* _Task instructions_: Copy the items below word for word, leaving out the pictures.
━━━━━━━━━━
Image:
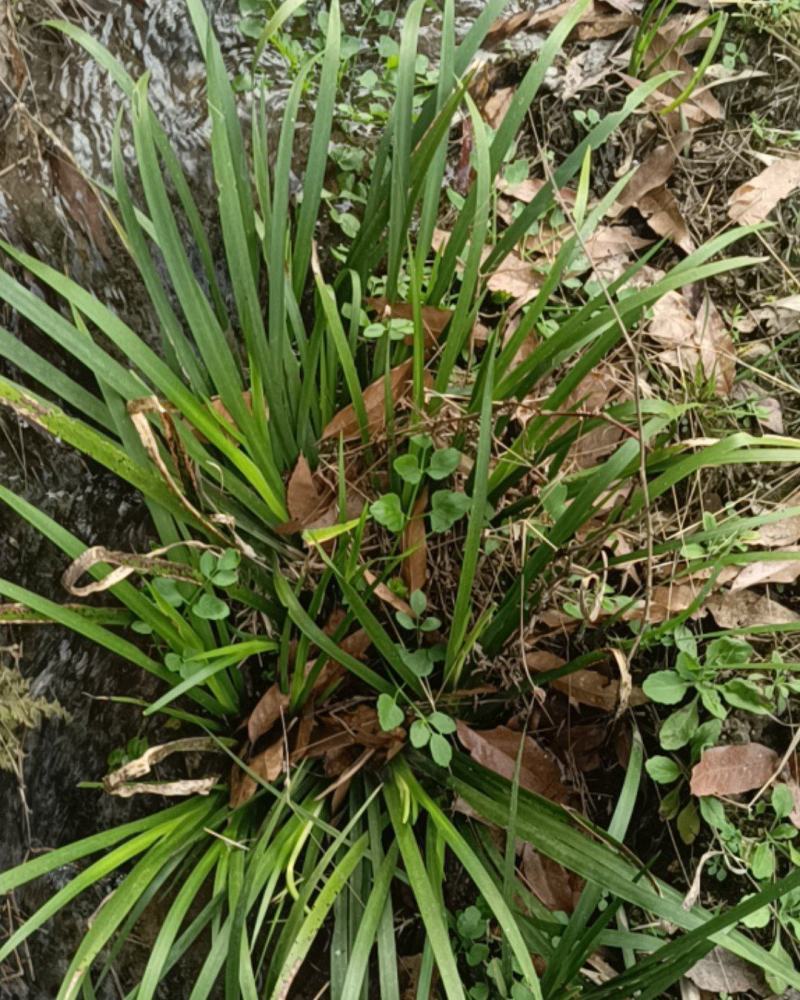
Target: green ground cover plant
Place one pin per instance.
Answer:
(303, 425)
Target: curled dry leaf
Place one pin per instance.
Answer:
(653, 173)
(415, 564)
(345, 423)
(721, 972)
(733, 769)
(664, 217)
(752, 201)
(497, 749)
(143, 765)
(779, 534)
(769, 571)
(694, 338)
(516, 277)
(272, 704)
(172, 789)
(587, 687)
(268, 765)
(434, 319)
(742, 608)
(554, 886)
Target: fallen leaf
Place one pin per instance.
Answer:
━━━━━━━━━━
* _Task solution_:
Image:
Target: green ground cover plant
Place one pin per instance.
Answer:
(303, 425)
Target: curled dry leaf
Place one pin per instance.
Answer:
(653, 173)
(415, 564)
(345, 423)
(721, 972)
(733, 769)
(664, 217)
(752, 201)
(497, 749)
(143, 765)
(779, 534)
(769, 571)
(694, 338)
(516, 277)
(272, 704)
(172, 789)
(587, 687)
(268, 765)
(434, 319)
(742, 608)
(554, 886)
Target: fallen leaf
Place one pin per instance.
Answer:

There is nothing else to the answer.